• TASK MATERIAL

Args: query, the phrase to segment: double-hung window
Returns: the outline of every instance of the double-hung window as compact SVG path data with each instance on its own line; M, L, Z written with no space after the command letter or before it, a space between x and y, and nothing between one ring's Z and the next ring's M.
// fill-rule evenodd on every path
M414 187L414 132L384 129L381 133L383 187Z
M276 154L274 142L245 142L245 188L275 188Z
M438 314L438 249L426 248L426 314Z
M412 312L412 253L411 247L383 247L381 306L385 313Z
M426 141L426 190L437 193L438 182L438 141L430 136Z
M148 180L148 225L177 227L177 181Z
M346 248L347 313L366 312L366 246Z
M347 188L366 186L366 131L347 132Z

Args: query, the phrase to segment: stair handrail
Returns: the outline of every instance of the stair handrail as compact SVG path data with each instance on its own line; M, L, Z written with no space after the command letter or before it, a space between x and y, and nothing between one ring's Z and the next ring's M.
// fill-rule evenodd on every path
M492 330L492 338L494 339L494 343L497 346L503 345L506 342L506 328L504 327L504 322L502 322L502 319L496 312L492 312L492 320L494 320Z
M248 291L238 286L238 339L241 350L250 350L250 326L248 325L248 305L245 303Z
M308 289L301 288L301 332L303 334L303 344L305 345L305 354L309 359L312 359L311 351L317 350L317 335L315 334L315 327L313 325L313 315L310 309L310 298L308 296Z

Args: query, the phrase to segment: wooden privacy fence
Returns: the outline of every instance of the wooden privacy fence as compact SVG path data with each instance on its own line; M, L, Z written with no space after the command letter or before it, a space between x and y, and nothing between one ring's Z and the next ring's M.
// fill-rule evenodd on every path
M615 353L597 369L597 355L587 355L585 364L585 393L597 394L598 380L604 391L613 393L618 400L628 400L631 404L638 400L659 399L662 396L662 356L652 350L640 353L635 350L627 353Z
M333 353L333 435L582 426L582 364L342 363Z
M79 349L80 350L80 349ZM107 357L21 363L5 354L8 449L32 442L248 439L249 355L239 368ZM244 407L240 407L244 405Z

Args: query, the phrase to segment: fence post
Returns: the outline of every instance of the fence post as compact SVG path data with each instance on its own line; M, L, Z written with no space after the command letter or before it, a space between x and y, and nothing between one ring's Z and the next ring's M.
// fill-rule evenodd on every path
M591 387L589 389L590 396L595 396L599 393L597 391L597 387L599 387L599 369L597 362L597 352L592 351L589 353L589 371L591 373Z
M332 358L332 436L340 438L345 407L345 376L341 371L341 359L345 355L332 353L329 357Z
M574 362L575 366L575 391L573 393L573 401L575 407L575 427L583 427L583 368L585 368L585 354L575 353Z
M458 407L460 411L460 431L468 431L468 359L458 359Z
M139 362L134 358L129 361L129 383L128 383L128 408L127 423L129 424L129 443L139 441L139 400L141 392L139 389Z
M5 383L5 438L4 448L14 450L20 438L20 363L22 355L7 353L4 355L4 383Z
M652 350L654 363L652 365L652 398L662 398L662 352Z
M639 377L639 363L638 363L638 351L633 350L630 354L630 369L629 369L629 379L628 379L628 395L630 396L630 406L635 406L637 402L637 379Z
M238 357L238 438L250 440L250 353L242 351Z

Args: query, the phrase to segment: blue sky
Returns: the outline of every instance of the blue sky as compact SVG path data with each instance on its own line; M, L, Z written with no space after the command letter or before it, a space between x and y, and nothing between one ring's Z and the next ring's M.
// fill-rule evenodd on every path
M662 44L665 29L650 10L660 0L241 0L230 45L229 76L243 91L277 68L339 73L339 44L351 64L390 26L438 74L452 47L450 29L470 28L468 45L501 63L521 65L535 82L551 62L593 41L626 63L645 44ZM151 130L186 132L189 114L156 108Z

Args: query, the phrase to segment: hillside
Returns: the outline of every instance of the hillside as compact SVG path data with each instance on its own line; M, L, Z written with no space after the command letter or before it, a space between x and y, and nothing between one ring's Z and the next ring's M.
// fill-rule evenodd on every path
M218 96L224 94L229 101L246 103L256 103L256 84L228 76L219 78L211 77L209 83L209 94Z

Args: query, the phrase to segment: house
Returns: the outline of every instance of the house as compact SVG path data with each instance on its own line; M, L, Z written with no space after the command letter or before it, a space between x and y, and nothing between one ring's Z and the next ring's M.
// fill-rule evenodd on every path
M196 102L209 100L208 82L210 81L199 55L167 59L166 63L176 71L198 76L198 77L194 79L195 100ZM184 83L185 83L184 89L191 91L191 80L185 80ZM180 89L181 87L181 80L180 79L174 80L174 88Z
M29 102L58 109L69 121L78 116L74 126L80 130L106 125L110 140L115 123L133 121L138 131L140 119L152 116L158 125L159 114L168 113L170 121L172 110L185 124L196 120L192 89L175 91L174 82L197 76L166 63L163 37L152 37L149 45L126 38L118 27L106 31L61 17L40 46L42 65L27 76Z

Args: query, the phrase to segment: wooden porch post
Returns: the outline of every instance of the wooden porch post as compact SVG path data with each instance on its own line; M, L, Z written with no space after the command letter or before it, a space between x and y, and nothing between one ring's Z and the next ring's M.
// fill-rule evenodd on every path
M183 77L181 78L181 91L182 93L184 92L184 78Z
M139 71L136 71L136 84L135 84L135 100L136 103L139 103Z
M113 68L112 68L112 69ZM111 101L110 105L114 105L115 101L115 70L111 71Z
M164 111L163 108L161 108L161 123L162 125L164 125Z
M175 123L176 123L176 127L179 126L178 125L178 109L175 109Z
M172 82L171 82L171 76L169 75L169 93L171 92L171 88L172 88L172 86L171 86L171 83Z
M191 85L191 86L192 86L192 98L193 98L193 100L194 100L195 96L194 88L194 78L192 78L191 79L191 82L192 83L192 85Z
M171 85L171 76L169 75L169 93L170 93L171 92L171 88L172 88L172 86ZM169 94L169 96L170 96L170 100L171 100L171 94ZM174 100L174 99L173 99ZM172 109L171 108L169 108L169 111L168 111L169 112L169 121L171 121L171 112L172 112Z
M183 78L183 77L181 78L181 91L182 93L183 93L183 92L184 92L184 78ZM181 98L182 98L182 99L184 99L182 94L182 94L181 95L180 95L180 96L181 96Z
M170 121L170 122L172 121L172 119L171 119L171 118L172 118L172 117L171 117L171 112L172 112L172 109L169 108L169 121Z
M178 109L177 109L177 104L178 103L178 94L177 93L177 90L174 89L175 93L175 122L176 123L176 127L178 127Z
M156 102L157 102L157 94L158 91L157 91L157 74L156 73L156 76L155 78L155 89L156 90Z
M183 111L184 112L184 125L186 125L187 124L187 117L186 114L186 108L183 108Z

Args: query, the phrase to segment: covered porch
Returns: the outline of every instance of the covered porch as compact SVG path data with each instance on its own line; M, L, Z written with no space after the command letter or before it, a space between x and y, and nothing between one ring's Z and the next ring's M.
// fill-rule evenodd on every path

• WORK TO COMPLETE
Repeat all of the data above in full, line for line, with no changes.

• REPLY TO THE EXERCISE
Args: query, the phrase to segment: double-hung window
Returns: the outline of every instance of the double-hung window as compact SVG path data with each instance on its own line; M, L, Z written with no space after the command letter or before it, a space between x and y, and nothing between one ring's Z and the next ring's M.
// fill-rule evenodd on every path
M414 187L414 132L384 129L381 133L383 187Z
M276 154L274 142L245 142L245 188L275 188Z
M438 314L438 249L426 248L426 314Z
M412 312L412 253L411 247L383 247L381 306L385 313Z
M426 141L426 190L437 193L438 182L438 141L430 136Z
M148 180L148 225L177 227L177 181Z
M346 248L347 313L366 312L366 246Z
M347 188L366 186L366 131L347 132Z

Args: query, the phrase to segment: stair handrail
Returns: the outline of every instance of the stair handrail as compact SVG path data with each instance on its own line; M, L, Z written with no space after the command letter or before it, a space between x and y, and nothing between one ring's Z and the next ring's M.
// fill-rule evenodd on every path
M492 330L492 338L494 339L494 343L497 346L503 345L506 342L506 328L504 327L504 322L502 322L502 319L496 312L492 312L492 320L494 320Z
M248 291L238 286L238 339L241 350L250 350L250 326L248 325L248 305L245 303Z
M308 289L301 288L301 332L303 334L303 344L305 345L305 354L309 359L312 359L311 351L317 350L317 335L315 334L315 327L313 325L313 315L310 309L310 298L308 296Z

Args: query, the phrase to segment: wooden privacy fence
Returns: the outline of every instance of the wooden privacy fence as compact SVG path data with each instance on its own line; M, L, Z written with no space after the command letter or before it, a space between x and y, and nothing between one ring's Z and the next ring's M.
// fill-rule evenodd on every path
M615 353L597 369L597 355L587 355L585 364L585 393L597 394L598 380L604 391L613 393L618 400L628 400L631 404L638 400L659 399L662 396L662 356L652 350L640 353L635 350L627 353Z
M333 353L333 435L582 426L582 364L342 363Z
M79 349L80 350L80 349ZM107 357L21 363L5 354L8 449L32 442L248 439L249 355L239 368ZM244 407L240 407L244 405Z

Args: query, the phrase to segment: fence post
Returns: the outline of every instance of the fence post as compact SVG path data with each instance on its own line; M, L, Z written with no space after the command letter or before it, a space between x and y, and nothing between one ring's Z and the next ring's M.
// fill-rule evenodd on every path
M591 387L589 389L590 396L595 396L599 393L597 391L597 387L599 387L599 369L597 362L597 352L592 351L589 353L589 371L591 373Z
M332 358L332 436L340 438L345 407L345 376L341 371L341 359L345 355L332 353L329 357Z
M574 362L575 366L575 391L573 393L573 401L575 407L575 427L583 427L583 368L585 368L585 354L575 353Z
M458 407L460 411L460 431L468 431L468 359L458 359Z
M139 362L134 358L129 361L129 383L128 383L128 408L127 423L129 424L129 443L139 441L139 400L141 392L139 389Z
M5 383L5 438L4 448L14 450L20 438L20 363L22 355L7 353L4 355L4 383Z
M652 350L654 363L652 365L652 398L662 398L662 352Z
M639 377L639 363L638 363L638 351L633 350L630 354L630 369L629 369L629 379L628 379L628 395L630 396L630 406L635 406L637 402L637 379Z
M238 357L238 438L250 440L250 353L242 351Z

Args: query, the phrase to segment: blue sky
Returns: the outline of every instance of the blue sky as compact SVG path data with each instance on its own line; M, L, Z written with no space after the command letter or before it, a space between x and y, and nothing between one ring's Z and the next ring's M.
// fill-rule evenodd on every path
M662 44L665 29L650 10L660 0L241 0L230 45L229 76L243 91L277 68L339 73L339 44L351 64L390 26L438 74L452 47L450 29L470 28L468 45L501 63L521 65L535 82L551 62L593 41L626 63L645 44ZM151 130L186 132L189 114L156 108Z

Args: query, the phrase to segment: hillside
Returns: the outline of every instance of the hillside as compact SVG path data with each instance on its own line; M, L, Z written with no space after the command letter or before it, a space between x and y, and nothing between one ring's Z and the next ring's M.
// fill-rule evenodd on every path
M218 96L224 94L229 101L246 103L256 103L256 84L228 76L219 78L211 77L209 83L209 94Z

Args: query, the phrase to segment: house
Returns: the outline of every instance of the house as compact SVG path data with each instance on its own line; M, L, Z written with no space after the command letter or before it, a space between x and y, and nothing between one ring's Z and the next ring's M.
// fill-rule evenodd on every path
M196 102L209 100L208 82L210 81L199 55L167 59L166 63L176 71L198 76L198 77L194 79L195 100ZM184 83L185 83L184 89L191 91L191 80L185 80ZM180 89L181 87L181 80L180 79L174 80L174 88Z
M29 102L58 109L69 121L78 116L74 126L80 130L106 125L110 140L115 123L133 121L138 131L140 119L152 116L158 125L159 114L168 113L170 121L172 110L185 124L196 120L192 89L175 91L174 82L197 76L166 63L163 37L152 37L149 45L126 38L118 27L106 31L61 17L40 46L42 65L27 76Z

Args: query, the phrase to segment: wooden porch post
Returns: the outline of every instance of the wooden porch post as compact SVG path data with each instance on its own line; M, L, Z written with no space after the command letter or before it, a space between x and y, and nothing between one ring's Z and the next ring's M.
// fill-rule evenodd on every path
M183 77L181 78L181 91L182 93L184 92L184 78Z
M139 71L136 71L136 84L135 84L135 100L136 103L139 103Z
M113 68L112 68L112 69ZM111 101L110 105L114 105L115 101L115 70L111 71Z
M164 111L163 108L161 108L161 123L162 125L164 125Z
M175 123L176 123L176 127L179 126L178 125L178 109L175 109Z
M172 82L171 82L171 76L169 75L169 93L171 92L171 88L172 88L172 86L171 86L171 83Z
M191 85L191 86L192 86L192 98L193 98L193 100L194 100L195 96L194 88L194 78L192 78L191 79L191 82L192 83L192 85Z
M171 85L171 76L169 75L169 93L170 93L171 92L171 88L172 88L172 86ZM169 94L169 96L170 96L170 100L171 100L171 94ZM174 100L174 99L173 99ZM172 109L171 108L169 108L169 111L168 111L169 112L169 121L171 121L171 112L172 112Z
M183 78L183 77L181 78L181 91L182 93L183 93L183 92L184 92L184 78ZM181 98L182 98L182 99L184 99L182 94L182 94L181 95L180 95L180 96L181 96Z
M170 121L170 122L172 121L172 119L171 119L171 118L172 118L172 117L171 117L171 112L172 112L172 109L169 108L169 121Z
M178 109L177 109L177 104L178 103L178 94L177 93L177 90L174 89L175 93L175 122L176 123L176 127L178 127Z
M156 102L157 102L157 94L158 91L157 91L157 74L156 73L156 76L155 78L155 89L156 90Z
M183 111L184 112L184 125L186 125L187 124L187 117L186 114L186 108L183 108Z

Args: query, the phrase to segment: covered porch
Returns: the outline of every instance of the covered porch as compact SVG path data with each instance on its own line; M, L, Z written with no space after the command letter or before it, a space between x and y, and nothing between one ring's Z and the next ring's M.
// fill-rule evenodd on every path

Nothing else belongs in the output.